■ What you should do ■
Rewrite the rows below, swapping every "bounding box" for "enclosing rectangle" and keeping everything else the same. Leave the pictures out of your answer.

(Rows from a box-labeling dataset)
***
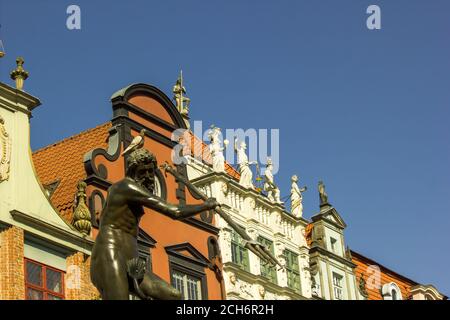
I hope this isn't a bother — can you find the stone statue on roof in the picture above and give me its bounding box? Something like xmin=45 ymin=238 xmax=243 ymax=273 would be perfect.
xmin=264 ymin=158 xmax=283 ymax=203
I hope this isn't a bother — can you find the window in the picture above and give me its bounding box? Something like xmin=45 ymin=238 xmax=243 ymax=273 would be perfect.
xmin=391 ymin=289 xmax=398 ymax=300
xmin=172 ymin=271 xmax=202 ymax=300
xmin=165 ymin=243 xmax=210 ymax=300
xmin=284 ymin=249 xmax=300 ymax=290
xmin=25 ymin=259 xmax=64 ymax=300
xmin=333 ymin=272 xmax=343 ymax=300
xmin=258 ymin=237 xmax=277 ymax=283
xmin=231 ymin=231 xmax=249 ymax=271
xmin=330 ymin=238 xmax=337 ymax=252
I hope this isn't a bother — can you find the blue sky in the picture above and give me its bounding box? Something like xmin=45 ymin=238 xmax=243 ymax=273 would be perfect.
xmin=0 ymin=0 xmax=450 ymax=294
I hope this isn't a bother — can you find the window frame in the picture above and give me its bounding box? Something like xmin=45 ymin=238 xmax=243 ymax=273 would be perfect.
xmin=258 ymin=236 xmax=278 ymax=284
xmin=24 ymin=258 xmax=66 ymax=300
xmin=166 ymin=243 xmax=208 ymax=300
xmin=170 ymin=268 xmax=203 ymax=301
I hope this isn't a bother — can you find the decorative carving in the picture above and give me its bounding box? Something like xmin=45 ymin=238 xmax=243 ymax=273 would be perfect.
xmin=239 ymin=281 xmax=253 ymax=299
xmin=264 ymin=158 xmax=283 ymax=203
xmin=291 ymin=175 xmax=307 ymax=218
xmin=312 ymin=226 xmax=325 ymax=247
xmin=220 ymin=182 xmax=228 ymax=195
xmin=311 ymin=276 xmax=320 ymax=297
xmin=249 ymin=198 xmax=256 ymax=210
xmin=10 ymin=57 xmax=28 ymax=90
xmin=72 ymin=181 xmax=92 ymax=235
xmin=227 ymin=271 xmax=240 ymax=293
xmin=208 ymin=125 xmax=228 ymax=172
xmin=319 ymin=181 xmax=329 ymax=207
xmin=0 ymin=116 xmax=11 ymax=182
xmin=358 ymin=273 xmax=369 ymax=299
xmin=234 ymin=138 xmax=256 ymax=189
xmin=172 ymin=70 xmax=191 ymax=115
xmin=258 ymin=285 xmax=266 ymax=300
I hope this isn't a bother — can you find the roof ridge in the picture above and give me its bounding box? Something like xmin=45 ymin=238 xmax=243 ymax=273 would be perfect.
xmin=32 ymin=121 xmax=111 ymax=155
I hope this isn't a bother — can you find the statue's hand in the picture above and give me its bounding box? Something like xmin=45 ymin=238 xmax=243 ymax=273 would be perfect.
xmin=205 ymin=198 xmax=220 ymax=210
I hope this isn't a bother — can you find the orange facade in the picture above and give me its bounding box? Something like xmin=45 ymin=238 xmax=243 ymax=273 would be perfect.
xmin=33 ymin=84 xmax=223 ymax=299
xmin=351 ymin=251 xmax=418 ymax=300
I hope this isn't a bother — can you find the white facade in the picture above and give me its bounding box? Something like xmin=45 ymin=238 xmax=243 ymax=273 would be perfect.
xmin=187 ymin=156 xmax=311 ymax=300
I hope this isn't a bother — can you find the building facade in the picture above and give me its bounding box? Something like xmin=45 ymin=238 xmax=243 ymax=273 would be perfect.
xmin=0 ymin=60 xmax=447 ymax=300
xmin=0 ymin=63 xmax=97 ymax=300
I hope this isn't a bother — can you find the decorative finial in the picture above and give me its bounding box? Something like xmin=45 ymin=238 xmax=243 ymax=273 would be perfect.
xmin=0 ymin=40 xmax=6 ymax=58
xmin=72 ymin=181 xmax=92 ymax=235
xmin=11 ymin=57 xmax=28 ymax=90
xmin=172 ymin=70 xmax=191 ymax=116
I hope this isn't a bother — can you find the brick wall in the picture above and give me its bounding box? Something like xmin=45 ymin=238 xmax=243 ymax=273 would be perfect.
xmin=0 ymin=226 xmax=25 ymax=300
xmin=65 ymin=252 xmax=99 ymax=300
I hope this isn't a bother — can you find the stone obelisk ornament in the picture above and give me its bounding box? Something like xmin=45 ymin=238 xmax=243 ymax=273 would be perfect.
xmin=91 ymin=147 xmax=219 ymax=300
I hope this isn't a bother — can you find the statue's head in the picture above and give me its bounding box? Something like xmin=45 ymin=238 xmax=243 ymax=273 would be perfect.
xmin=126 ymin=148 xmax=158 ymax=193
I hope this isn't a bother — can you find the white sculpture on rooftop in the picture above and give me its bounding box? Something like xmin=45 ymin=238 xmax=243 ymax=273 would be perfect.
xmin=234 ymin=138 xmax=256 ymax=189
xmin=291 ymin=175 xmax=307 ymax=218
xmin=0 ymin=116 xmax=11 ymax=182
xmin=208 ymin=126 xmax=228 ymax=172
xmin=264 ymin=158 xmax=283 ymax=204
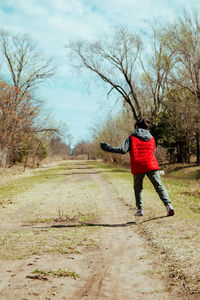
***
■ Output for this task ■
I hope this isn't a bother — can you find the stone statue on roof in the picture above and give me its enclosing rectangle? Something like xmin=45 ymin=238 xmax=243 ymax=273 would be perfect.
xmin=264 ymin=158 xmax=283 ymax=203
I hope this isn't a bother — can you find the window in the picture above and give me its enclosing rectangle? Something like xmin=45 ymin=238 xmax=243 ymax=273 would be perfect.
xmin=391 ymin=289 xmax=398 ymax=300
xmin=172 ymin=271 xmax=202 ymax=300
xmin=165 ymin=243 xmax=210 ymax=300
xmin=284 ymin=249 xmax=300 ymax=290
xmin=25 ymin=259 xmax=64 ymax=300
xmin=333 ymin=272 xmax=343 ymax=300
xmin=258 ymin=237 xmax=277 ymax=283
xmin=231 ymin=231 xmax=249 ymax=271
xmin=330 ymin=238 xmax=337 ymax=252
I hope this isn't a bother — can you find the blue sky in the picture above and give me its enclosing rectangle? Something like xmin=45 ymin=238 xmax=243 ymax=273 would be perfect.
xmin=0 ymin=0 xmax=450 ymax=294
I hope this isn't a bother — can you find the window frame in the picture above and give me its enclosing rectangle? Something like xmin=45 ymin=238 xmax=243 ymax=273 would be perfect.
xmin=258 ymin=236 xmax=278 ymax=284
xmin=24 ymin=258 xmax=66 ymax=300
xmin=166 ymin=243 xmax=208 ymax=300
xmin=170 ymin=268 xmax=203 ymax=301
I hope this isn't a bother — can you find the decorative carving in the picture above and give me its enclosing rectangle? Something like xmin=45 ymin=238 xmax=243 ymax=273 would be perfect.
xmin=239 ymin=281 xmax=253 ymax=299
xmin=264 ymin=158 xmax=283 ymax=203
xmin=291 ymin=175 xmax=307 ymax=218
xmin=312 ymin=226 xmax=325 ymax=247
xmin=220 ymin=182 xmax=228 ymax=195
xmin=311 ymin=276 xmax=320 ymax=297
xmin=249 ymin=198 xmax=256 ymax=210
xmin=10 ymin=57 xmax=28 ymax=90
xmin=72 ymin=181 xmax=92 ymax=235
xmin=227 ymin=271 xmax=240 ymax=293
xmin=208 ymin=125 xmax=228 ymax=172
xmin=319 ymin=181 xmax=329 ymax=207
xmin=0 ymin=116 xmax=11 ymax=182
xmin=358 ymin=273 xmax=369 ymax=299
xmin=234 ymin=138 xmax=256 ymax=189
xmin=172 ymin=70 xmax=191 ymax=115
xmin=258 ymin=285 xmax=266 ymax=300
I hope this isn't a bother — can you find the roof ridge in the picture above and give me its enclosing rectangle? Something like xmin=45 ymin=238 xmax=243 ymax=273 would be perfect.
xmin=32 ymin=121 xmax=111 ymax=155
I hope this isn't a bother — can you find the statue's hand in the picture above and give me its enclosing rectangle? Something like xmin=45 ymin=238 xmax=243 ymax=273 would be perfect.
xmin=205 ymin=198 xmax=220 ymax=210
I hope this isn't a bother — can you find the orange facade in the picture above and give me its enclosing rectangle? Something like xmin=45 ymin=238 xmax=243 ymax=273 would be perfect.
xmin=33 ymin=84 xmax=223 ymax=299
xmin=351 ymin=251 xmax=418 ymax=300
I hope this isn't a bother — can you find the white facade in the picture above and give me its enclosing rectangle? Something like xmin=45 ymin=238 xmax=243 ymax=273 would be perfect.
xmin=187 ymin=156 xmax=311 ymax=300
I hope this isn't a bother — can you find the building facade in the picture above and give me its enclosing rectangle? Something like xmin=45 ymin=238 xmax=243 ymax=273 would be perfect.
xmin=0 ymin=60 xmax=447 ymax=300
xmin=0 ymin=63 xmax=97 ymax=300
I hope this isn't a bother — can you find the decorative finial in the picture above and give me its enclosing rectangle? Something like xmin=45 ymin=238 xmax=243 ymax=273 would be perfect.
xmin=0 ymin=40 xmax=6 ymax=58
xmin=72 ymin=181 xmax=92 ymax=235
xmin=11 ymin=57 xmax=28 ymax=90
xmin=172 ymin=70 xmax=191 ymax=116
I hope this isn't a bother — can you find the brick wall in the picture above and give me its enclosing rectangle? Something like xmin=45 ymin=238 xmax=243 ymax=273 would be perfect.
xmin=0 ymin=226 xmax=25 ymax=300
xmin=65 ymin=252 xmax=99 ymax=300
I hope this isn't a bother — can you find the stone obelisk ornament in the picture above and give me its enclosing rectangle? Something like xmin=45 ymin=238 xmax=243 ymax=273 would be perfect.
xmin=91 ymin=147 xmax=219 ymax=300
I hope this isn't a bother — can you find the statue's head in the picture above and give me its enclosing rectangle? Something like xmin=45 ymin=238 xmax=243 ymax=273 would be perfect.
xmin=126 ymin=148 xmax=158 ymax=193
I hope this isn't a bother — can you find the white sculpture on rooftop in the picture above and give me its enclosing rectangle? Something like xmin=45 ymin=238 xmax=243 ymax=273 would be perfect.
xmin=234 ymin=138 xmax=256 ymax=189
xmin=291 ymin=175 xmax=307 ymax=218
xmin=0 ymin=116 xmax=11 ymax=182
xmin=208 ymin=126 xmax=228 ymax=172
xmin=264 ymin=158 xmax=283 ymax=204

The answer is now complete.